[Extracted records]
════════
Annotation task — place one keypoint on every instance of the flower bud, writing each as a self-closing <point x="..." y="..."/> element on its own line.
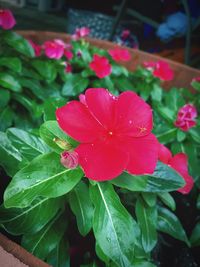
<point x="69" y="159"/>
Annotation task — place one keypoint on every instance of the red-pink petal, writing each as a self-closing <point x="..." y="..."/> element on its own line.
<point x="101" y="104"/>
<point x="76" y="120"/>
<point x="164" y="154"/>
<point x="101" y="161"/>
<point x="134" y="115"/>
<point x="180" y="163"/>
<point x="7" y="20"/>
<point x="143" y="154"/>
════════
Give every line of the listing above as a numbered list, skipping any blank lines and leaving out the pictures.

1. Annotation task — place one keypoint on every instance of the flower bud, writing each as a self-closing <point x="..." y="..."/> element on its own line.
2. <point x="69" y="159"/>
3. Annotation task — place one keypoint on every instance of the red-pink petal, writing each as a self-closing <point x="..." y="..."/> element on its own line.
4. <point x="101" y="104"/>
5. <point x="76" y="120"/>
6. <point x="164" y="154"/>
7. <point x="101" y="161"/>
8. <point x="134" y="115"/>
9. <point x="180" y="163"/>
10. <point x="7" y="20"/>
11. <point x="143" y="154"/>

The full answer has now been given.